• 文本块
CNN瓶颈
1. 网络能够达到的最大深度依然很浅
2. 深度网络的训练难度太大（收敛方法有进展：动量法、随机梯度下降）损失更高，精度更低

退化：网络深度加深，精度却在下降

推测：深层网络中的函数关系本质上就比浅层网络中的函数关系更复杂，更难拟合，因此深层网络本质上就比浅层网络更难优化和训练

# 残差网络（微软）
假设增加深度用的最优结构就是恒等函数y=x，利用恒等函数的性质，将用于加深网络深度的结构项更容易拟合和训练的方向设计，从根源上降低深度网络的训练难度。

类似GoogLeNet,在普通的网络结构后串联特殊的结构

残差网络使用“残差块（Residual unit）,残差单元”。在残差网络中，将众多残差单元与普通卷积层串联，以实现“在浅层网络后堆叠某种结构、以增加深度的目的”。

- y=x => y-x = 0
- H(x)-x = F(x) -> 0 ，拟合F(x)即拟合 x 和 0 的关系

要得到输出H(x) = 拟合结果F(x) + x,则残差块`并联`：
1. 跳跃链接 x
2. 卷积链接 F(x)

优势：
1. 零负担增加深度
2. 在实验上表现出比普通卷积网络容易训练的性质，且理论上能保证网络的精度
3. 残差单元能大幅增加训练速度

残差网络架构：
1. 卷积 7*7 stride2
2. 最大池化 3*3 stride2
3. 几个残差块 3*3 padding=1能保证特征图不变
4. 平均池化、线性层、softmax函数

- 18/34层：残差单元 Residual Unit
- 50/101/152层：瓶颈结构+跳跃链接 Bottlrneck

注意：
1. 残差单元每个卷积层后有BN层，第一层后有relu函数
2. 每个Layer的多个残差块共享一个特征图尺寸
3. 每个Layer的第一个残差块的第一个卷积层步长为2
4. 为了保证跳跃链接和F(x)的输出的特征图尺寸数量相同以顺利相加，要增加一个1x1卷积核控制
5. 每一个瓶颈结构各层输出分别为（middle_out,middle_out,4*middle_out）

作为归一化手段，BN层对数据的影响：

$$output = \frac{x-E[x]}{\sqrt{Varx+\varepsilon}}*\gamma+\beta$$
- gamma和beta作为需要学习的参数，若都设置为0，则任何经过BN层的数据都会为0。

• 任务说明
根据这段残差网络笔记，每个Layer的第一个残差块中，第一个卷积层的步长是多少？ 下列条目取自另一来源。

• 展示信息

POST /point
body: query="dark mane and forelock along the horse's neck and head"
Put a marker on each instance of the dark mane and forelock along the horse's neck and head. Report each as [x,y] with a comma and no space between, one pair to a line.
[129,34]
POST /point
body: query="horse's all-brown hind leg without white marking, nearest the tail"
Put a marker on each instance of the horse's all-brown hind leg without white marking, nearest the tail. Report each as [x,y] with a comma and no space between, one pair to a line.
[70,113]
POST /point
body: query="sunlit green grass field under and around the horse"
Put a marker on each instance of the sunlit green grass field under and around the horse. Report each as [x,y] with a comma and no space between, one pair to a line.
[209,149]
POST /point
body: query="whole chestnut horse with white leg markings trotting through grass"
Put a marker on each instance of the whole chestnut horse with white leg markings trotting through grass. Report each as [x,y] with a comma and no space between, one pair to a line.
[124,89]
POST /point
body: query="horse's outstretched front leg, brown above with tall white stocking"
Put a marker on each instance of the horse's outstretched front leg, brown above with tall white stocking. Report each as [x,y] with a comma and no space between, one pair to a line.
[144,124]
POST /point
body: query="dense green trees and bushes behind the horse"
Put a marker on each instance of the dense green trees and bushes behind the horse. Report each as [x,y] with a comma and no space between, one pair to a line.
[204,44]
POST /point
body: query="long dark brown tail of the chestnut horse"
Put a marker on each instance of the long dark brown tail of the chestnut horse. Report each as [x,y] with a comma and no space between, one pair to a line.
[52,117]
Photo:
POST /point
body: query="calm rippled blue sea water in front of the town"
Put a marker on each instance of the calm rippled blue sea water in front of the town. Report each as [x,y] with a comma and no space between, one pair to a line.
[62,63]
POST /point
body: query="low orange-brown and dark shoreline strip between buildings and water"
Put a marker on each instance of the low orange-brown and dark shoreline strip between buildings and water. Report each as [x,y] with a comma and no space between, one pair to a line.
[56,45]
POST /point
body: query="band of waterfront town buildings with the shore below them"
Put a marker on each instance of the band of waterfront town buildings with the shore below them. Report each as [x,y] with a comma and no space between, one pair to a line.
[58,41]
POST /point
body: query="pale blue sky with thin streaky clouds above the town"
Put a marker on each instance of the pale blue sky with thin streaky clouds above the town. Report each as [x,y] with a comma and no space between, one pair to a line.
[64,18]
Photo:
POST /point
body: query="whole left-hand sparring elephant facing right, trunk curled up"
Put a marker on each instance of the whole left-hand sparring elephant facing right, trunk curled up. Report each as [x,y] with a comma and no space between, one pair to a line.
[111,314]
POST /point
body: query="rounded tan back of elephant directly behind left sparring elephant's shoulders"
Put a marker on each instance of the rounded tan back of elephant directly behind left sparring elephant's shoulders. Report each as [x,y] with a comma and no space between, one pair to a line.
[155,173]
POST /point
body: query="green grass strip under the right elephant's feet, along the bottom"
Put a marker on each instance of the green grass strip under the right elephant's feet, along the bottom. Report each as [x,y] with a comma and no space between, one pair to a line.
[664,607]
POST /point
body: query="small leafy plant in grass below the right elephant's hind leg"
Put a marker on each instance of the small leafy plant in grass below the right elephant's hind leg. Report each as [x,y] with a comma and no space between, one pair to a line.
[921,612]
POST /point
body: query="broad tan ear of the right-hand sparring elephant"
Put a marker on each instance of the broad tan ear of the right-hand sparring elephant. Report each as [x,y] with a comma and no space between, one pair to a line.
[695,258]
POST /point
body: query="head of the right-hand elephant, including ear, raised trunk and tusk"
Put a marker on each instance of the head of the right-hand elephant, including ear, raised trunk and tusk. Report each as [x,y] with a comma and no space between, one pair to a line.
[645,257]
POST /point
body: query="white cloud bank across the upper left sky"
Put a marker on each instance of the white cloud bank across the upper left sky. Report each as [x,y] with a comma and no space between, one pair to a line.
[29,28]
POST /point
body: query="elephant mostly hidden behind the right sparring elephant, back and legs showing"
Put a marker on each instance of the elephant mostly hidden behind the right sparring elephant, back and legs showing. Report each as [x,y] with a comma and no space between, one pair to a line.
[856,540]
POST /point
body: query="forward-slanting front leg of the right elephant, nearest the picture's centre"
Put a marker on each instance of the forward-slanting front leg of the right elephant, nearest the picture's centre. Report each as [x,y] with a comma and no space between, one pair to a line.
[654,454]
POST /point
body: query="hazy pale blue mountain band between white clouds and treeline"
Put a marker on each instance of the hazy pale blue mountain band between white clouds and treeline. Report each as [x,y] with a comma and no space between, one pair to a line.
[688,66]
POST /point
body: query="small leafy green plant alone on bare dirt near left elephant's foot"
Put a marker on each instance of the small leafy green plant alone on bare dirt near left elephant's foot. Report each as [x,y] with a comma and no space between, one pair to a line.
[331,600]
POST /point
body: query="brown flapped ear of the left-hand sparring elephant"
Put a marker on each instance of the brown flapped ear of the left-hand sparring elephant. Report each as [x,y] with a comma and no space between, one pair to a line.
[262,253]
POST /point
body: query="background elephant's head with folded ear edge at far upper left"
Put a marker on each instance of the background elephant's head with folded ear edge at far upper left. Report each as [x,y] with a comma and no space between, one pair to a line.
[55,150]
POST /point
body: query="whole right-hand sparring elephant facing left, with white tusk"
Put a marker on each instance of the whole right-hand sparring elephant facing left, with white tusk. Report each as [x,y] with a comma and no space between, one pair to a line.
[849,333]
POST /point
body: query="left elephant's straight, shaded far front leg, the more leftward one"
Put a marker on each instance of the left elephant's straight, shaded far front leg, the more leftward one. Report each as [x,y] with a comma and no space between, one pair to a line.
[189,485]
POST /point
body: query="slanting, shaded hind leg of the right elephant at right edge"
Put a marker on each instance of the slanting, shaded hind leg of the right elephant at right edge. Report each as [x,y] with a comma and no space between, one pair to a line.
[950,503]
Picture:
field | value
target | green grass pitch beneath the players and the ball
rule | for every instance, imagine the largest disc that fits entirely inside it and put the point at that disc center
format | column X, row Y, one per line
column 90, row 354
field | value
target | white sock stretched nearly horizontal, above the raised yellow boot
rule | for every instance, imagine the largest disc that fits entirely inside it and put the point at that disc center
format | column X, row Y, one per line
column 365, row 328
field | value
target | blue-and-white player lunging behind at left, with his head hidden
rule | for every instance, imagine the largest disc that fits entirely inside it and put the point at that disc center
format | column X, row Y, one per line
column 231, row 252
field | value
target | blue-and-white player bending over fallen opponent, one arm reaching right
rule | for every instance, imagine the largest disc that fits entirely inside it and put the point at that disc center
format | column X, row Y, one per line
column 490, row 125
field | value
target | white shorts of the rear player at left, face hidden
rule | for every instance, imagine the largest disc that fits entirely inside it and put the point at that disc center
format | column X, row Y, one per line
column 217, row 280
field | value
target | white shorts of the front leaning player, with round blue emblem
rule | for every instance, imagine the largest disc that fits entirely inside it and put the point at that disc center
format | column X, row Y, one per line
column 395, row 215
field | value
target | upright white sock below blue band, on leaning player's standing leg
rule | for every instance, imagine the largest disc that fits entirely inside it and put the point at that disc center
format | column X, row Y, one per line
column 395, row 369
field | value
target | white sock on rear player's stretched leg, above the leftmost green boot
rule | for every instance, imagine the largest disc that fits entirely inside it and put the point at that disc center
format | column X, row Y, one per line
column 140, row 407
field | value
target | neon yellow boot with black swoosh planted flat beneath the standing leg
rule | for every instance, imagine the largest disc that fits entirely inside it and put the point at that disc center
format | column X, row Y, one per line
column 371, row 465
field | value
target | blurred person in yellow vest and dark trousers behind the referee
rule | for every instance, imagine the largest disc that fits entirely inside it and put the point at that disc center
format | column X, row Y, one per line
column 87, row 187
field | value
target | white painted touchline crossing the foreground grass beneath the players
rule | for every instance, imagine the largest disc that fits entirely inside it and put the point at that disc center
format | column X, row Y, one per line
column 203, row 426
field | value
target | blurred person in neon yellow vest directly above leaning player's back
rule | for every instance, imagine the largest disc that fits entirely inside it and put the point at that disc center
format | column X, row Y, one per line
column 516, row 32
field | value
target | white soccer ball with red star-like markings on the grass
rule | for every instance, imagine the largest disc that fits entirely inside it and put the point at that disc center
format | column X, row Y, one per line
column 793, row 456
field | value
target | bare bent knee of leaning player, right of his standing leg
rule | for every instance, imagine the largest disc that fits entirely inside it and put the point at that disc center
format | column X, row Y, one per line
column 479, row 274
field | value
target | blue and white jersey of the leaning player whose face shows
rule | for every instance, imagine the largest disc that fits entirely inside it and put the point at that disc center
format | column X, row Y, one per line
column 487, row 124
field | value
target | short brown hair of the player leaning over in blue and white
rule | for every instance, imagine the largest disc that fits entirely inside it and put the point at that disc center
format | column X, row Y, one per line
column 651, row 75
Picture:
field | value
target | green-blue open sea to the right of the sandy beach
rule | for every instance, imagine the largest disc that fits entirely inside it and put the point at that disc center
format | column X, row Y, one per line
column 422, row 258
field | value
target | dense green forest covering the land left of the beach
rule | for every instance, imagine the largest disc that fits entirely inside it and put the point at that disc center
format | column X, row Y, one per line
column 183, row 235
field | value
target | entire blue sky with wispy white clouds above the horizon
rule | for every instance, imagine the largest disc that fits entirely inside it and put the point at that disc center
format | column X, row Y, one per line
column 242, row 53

• 预期输出
步长为2。